Quote the entries below from the line with "Target: green leaf" through the line with "Target: potted plant", both ends included, and only those lines.
-- Dataset extract follows --
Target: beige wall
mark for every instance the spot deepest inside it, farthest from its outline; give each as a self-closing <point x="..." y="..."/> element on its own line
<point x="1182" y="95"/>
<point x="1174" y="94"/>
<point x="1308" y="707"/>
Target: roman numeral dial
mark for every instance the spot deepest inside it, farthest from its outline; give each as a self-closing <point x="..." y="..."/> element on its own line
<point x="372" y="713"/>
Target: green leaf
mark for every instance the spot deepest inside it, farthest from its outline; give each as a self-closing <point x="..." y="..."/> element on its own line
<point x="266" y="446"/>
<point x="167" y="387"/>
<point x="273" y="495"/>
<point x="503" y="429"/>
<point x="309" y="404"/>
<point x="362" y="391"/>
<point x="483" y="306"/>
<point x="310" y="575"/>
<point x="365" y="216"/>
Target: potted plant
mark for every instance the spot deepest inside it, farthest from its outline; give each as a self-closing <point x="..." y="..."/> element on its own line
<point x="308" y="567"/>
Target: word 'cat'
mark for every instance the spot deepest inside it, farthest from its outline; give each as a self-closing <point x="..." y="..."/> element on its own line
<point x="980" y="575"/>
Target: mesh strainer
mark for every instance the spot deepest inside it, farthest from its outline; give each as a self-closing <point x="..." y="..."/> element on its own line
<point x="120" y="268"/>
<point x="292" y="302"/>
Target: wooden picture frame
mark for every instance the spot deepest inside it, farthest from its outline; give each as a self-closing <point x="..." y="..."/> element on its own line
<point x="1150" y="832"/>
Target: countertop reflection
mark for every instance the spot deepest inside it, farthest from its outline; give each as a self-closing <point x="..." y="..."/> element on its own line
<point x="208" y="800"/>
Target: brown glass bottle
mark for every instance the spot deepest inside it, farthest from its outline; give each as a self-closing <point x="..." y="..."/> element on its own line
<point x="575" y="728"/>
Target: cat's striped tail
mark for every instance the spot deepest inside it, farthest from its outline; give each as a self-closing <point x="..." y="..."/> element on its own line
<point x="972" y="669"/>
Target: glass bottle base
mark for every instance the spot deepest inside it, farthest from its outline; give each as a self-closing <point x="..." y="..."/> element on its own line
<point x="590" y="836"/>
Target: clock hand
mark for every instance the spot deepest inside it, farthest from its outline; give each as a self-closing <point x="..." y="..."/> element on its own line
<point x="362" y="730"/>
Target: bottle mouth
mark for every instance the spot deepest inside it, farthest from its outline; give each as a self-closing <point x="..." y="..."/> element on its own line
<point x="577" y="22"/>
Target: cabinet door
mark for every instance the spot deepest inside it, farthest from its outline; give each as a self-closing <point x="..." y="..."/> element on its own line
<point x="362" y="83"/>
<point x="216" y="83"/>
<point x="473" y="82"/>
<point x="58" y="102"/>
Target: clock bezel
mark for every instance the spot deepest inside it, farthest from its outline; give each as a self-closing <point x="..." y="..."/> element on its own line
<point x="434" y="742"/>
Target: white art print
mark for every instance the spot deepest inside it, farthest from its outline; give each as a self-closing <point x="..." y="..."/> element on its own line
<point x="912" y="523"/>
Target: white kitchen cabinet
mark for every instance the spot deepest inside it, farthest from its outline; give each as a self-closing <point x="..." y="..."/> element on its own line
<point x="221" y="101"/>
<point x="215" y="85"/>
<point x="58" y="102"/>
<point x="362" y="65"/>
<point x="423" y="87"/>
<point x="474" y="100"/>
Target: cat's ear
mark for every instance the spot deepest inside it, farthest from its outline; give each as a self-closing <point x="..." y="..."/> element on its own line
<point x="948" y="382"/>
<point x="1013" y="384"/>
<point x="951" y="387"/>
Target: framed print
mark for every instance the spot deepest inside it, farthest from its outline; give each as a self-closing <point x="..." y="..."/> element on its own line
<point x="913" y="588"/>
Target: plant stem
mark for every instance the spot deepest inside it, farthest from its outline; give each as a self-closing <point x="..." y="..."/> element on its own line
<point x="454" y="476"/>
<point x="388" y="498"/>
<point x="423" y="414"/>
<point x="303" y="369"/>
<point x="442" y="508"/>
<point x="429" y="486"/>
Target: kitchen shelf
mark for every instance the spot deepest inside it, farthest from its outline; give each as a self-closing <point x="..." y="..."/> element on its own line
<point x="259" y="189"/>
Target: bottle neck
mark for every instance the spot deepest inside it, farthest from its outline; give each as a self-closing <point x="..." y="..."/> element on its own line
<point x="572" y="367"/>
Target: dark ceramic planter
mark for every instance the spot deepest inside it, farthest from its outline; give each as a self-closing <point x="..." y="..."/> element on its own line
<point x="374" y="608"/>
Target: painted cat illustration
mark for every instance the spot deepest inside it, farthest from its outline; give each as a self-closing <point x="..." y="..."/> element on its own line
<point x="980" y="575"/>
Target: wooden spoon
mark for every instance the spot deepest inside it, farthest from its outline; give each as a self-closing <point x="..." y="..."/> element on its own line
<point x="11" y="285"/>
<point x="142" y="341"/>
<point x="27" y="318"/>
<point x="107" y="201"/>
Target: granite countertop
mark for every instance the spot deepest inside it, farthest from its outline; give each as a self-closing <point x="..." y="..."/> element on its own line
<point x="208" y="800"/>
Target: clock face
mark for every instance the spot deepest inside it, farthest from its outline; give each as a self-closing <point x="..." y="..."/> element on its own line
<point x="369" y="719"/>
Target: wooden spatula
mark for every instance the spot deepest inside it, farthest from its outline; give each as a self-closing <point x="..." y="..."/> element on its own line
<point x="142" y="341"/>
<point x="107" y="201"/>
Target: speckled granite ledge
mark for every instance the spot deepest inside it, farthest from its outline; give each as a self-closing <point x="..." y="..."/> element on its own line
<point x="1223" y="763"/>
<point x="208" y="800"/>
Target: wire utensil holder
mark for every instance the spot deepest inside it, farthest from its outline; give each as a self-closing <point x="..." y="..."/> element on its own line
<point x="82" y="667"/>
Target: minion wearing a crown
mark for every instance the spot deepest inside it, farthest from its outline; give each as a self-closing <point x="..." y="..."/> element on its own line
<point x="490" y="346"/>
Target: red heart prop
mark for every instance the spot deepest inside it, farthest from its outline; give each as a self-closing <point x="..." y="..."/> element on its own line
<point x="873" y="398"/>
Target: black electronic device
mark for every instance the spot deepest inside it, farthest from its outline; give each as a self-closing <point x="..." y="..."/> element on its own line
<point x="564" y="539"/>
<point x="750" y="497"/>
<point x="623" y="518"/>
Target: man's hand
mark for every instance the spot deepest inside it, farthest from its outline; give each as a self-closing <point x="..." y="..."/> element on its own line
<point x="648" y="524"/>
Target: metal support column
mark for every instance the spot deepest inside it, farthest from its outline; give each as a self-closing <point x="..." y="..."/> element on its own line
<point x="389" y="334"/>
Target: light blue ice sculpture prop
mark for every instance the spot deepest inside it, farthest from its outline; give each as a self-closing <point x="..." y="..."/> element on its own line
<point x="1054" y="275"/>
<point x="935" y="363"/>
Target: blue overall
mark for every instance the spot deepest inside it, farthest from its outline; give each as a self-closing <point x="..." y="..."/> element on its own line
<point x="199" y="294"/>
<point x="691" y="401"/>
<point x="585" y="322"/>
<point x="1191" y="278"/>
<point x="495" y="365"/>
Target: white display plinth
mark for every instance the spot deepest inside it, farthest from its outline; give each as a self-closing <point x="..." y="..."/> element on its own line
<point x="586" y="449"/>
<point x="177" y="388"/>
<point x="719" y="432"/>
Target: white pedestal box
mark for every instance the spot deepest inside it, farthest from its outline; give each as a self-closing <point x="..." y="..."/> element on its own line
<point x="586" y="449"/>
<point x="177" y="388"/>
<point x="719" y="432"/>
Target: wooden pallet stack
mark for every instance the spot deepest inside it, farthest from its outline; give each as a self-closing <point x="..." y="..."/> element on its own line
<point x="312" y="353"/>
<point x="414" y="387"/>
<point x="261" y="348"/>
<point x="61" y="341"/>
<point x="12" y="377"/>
-- Dataset extract concluded --
● Answer to the problem
Target: green leaf
mark for every instance the spot deepest inside it, farthest from its outline; give each as a self-closing <point x="..." y="..."/> element on its own line
<point x="266" y="446"/>
<point x="167" y="387"/>
<point x="273" y="495"/>
<point x="503" y="429"/>
<point x="309" y="404"/>
<point x="362" y="391"/>
<point x="483" y="306"/>
<point x="310" y="575"/>
<point x="365" y="216"/>
Target: potted plant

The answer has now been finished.